Data excerpts
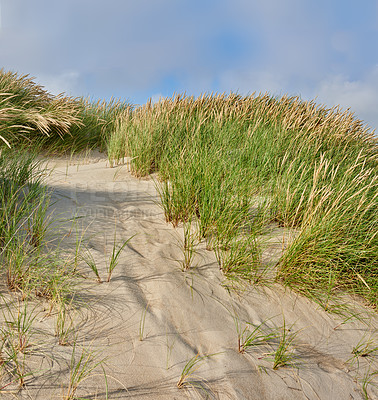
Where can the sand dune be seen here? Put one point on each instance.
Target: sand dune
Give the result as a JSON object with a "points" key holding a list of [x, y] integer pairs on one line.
{"points": [[152, 318]]}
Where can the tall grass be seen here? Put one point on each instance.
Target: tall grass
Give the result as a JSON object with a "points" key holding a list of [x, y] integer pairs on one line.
{"points": [[30, 114], [314, 168]]}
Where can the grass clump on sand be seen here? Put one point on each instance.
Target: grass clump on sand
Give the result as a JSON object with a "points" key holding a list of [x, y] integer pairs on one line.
{"points": [[313, 168]]}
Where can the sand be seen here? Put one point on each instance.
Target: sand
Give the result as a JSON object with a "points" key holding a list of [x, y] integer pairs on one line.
{"points": [[152, 317]]}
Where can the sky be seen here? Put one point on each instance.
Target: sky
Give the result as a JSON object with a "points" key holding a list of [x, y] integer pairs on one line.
{"points": [[140, 49]]}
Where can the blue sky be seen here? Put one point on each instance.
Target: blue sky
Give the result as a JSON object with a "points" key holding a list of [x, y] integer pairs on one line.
{"points": [[137, 49]]}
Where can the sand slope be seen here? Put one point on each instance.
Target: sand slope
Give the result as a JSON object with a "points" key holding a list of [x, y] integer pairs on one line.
{"points": [[184, 313]]}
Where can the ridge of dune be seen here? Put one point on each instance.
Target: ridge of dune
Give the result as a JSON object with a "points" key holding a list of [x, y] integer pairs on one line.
{"points": [[182, 314]]}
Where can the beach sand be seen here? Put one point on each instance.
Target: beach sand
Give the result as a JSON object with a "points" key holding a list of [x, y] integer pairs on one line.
{"points": [[152, 317]]}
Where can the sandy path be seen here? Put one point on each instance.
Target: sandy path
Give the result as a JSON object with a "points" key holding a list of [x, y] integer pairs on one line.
{"points": [[186, 313]]}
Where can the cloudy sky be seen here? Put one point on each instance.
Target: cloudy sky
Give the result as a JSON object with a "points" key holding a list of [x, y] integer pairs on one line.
{"points": [[137, 49]]}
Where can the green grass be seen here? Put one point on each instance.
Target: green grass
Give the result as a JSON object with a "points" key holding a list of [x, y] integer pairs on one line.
{"points": [[228, 168]]}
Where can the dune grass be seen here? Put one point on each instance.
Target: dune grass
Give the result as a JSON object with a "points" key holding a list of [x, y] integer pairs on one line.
{"points": [[229, 168]]}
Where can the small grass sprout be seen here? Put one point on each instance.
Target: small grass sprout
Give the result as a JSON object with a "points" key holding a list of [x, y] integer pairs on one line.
{"points": [[188, 245], [114, 258], [284, 353], [142, 322], [81, 367]]}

» **Directions for this task**: Provide an exact copy of only the lines from the beginning of the entries through the line containing "Target: sand slope", both ends included, with no pictures.

» **Exercise response**:
Where can the sand dune be seen here? Put one point on each instance.
Target: sand dune
Give the result as a JSON object with a "points" key holding a list of [x, y] integer pairs on one line.
{"points": [[152, 318]]}
Where can the tall grass be seen here? Put one point on each instance.
Target: tall grass
Give the result as a JSON object with a "points" key holding a list of [x, y] integer pairs on one line.
{"points": [[30, 114], [314, 168]]}
Where can the grass clump on sand be seen here? Put one point on each instance.
Target: grass clump on sand
Give the result as a JSON object with a "points" key holding a list of [x, y] integer pairs on one line.
{"points": [[313, 168]]}
Where can the sand be seen here? Put one point on each instance.
Target: sand
Give the result as a JSON object with a "points" key holding a list of [x, y] integer pairs on one line.
{"points": [[152, 317]]}
Where can the sky be seen here? Put one point on each instance.
Target: sky
Give the result as a JSON object with a "points" key holding a list of [x, y] integer pairs on one line.
{"points": [[140, 49]]}
Where can the blue sky be seen here? Put one point on each instance.
Target: blue sky
Give the result as a JSON object with a "points" key holding a list of [x, y] integer pairs on one line.
{"points": [[137, 49]]}
Where can the sand slope be seen here? Put one point on each instance.
Target: sand slope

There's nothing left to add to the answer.